**Your instructions**
Can you rewrite the listing between the lines holding "Where can you see the moss here?" and "[[45, 229]]", inclusive, as a two-column CSV with the headers text and answer, giving one row for each text and its answer? Put each value in a single quoted field, and replace any line breaks with spaces.

**Stored rows**
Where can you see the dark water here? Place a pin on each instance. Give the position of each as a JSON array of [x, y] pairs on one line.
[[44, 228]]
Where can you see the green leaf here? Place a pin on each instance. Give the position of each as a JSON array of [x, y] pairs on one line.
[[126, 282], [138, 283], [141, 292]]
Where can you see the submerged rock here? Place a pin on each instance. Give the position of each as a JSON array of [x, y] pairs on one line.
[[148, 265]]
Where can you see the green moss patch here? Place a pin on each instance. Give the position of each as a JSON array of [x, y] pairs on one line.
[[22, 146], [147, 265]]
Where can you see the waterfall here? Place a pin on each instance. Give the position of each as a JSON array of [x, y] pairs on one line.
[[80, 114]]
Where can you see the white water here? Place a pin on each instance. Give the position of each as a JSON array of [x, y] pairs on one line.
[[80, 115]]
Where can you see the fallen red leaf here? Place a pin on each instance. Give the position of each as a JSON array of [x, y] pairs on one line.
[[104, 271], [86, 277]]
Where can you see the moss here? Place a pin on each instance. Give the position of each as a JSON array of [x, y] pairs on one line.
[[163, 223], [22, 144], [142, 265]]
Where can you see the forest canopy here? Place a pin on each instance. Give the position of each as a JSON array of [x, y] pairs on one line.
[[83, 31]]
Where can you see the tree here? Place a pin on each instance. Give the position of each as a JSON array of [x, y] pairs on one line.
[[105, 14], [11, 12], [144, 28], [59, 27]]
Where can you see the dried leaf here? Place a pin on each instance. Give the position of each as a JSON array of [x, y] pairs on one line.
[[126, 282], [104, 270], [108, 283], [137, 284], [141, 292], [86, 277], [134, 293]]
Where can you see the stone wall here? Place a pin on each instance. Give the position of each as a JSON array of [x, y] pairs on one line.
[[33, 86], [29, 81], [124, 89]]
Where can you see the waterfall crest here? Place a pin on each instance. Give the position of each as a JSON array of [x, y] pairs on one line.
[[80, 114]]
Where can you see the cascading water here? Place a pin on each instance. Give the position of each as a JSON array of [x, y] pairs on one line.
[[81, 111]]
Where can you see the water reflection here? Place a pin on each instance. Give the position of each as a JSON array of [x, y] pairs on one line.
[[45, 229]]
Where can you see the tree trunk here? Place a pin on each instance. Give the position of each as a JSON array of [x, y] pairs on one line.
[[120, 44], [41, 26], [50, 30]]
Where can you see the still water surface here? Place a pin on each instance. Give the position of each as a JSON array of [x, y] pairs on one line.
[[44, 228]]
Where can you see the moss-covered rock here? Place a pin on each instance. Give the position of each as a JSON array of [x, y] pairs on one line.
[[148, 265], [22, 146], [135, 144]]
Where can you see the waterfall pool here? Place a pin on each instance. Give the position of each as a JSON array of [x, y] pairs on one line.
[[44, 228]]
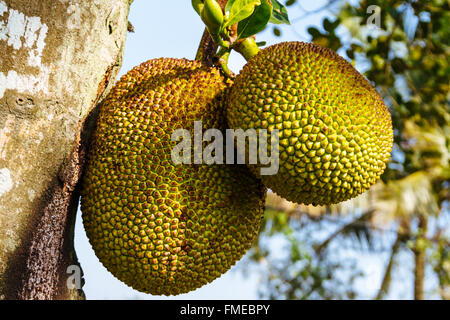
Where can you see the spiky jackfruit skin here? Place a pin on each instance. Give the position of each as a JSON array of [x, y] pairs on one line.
[[335, 131], [161, 228]]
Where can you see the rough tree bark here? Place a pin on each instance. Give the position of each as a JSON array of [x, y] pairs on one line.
[[59, 58]]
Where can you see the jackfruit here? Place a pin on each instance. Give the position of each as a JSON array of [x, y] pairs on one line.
[[335, 132], [162, 228]]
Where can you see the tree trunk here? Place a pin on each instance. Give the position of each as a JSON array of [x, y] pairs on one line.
[[59, 58], [420, 259]]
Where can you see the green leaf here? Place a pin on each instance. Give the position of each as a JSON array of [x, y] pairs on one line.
[[256, 22], [240, 10], [276, 31], [279, 14]]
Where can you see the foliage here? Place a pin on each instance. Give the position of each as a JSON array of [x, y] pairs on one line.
[[406, 59]]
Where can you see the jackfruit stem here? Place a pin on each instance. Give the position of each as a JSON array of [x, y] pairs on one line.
[[223, 55], [247, 48]]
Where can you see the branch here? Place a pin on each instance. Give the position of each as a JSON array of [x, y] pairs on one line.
[[385, 284]]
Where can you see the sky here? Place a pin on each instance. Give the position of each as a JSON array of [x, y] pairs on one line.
[[173, 29]]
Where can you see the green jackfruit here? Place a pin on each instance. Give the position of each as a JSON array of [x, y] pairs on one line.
[[335, 132], [163, 228]]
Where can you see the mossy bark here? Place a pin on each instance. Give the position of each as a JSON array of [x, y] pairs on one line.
[[59, 58]]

**The reply**
text,answer
"Where can you see the moss here? Place a pin on each instance. Give the position of each as a JSON array of [x, y] pairs on one line.","[[163, 223], [22, 144], [142, 265]]"
"Where can you see the forest canopy here? Place a pin on each instance. Give the position of each as a JSON array of [x, y] pairs on one line.","[[83, 31]]"
"Where can you see the tree here? Place a pin on each instance. Give the position of each as a JSON array of [x, y] pairs on one line.","[[105, 14], [11, 12], [144, 28], [59, 27]]"
"Where can you see the dried leaf here? Place a pin on each instance. Give the position of each as a JSON array of [x, y] pairs on one line.","[[126, 282], [104, 270], [108, 283], [137, 284], [141, 292], [86, 277], [134, 293]]"
"Where can you see the stone wall here? Place a pin on each instance. Give the position of each as a JSON array of [x, y] pairs on one line.","[[33, 86], [29, 81], [124, 89]]"
"Where can you see the waterfall crest here? Place a pin on each instance. Give the position of each as a JSON array of [x, y] pairs on one line.","[[80, 114]]"
"Where can you see the cascading water here? Place a pin on each instance. Give the position of each as a JSON array of [x, y] pairs on one line.","[[81, 111]]"
"Where can you see the water reflection here? Place a pin on each instance. Give the position of each as a JSON array of [x, y] pairs on one line.","[[45, 229]]"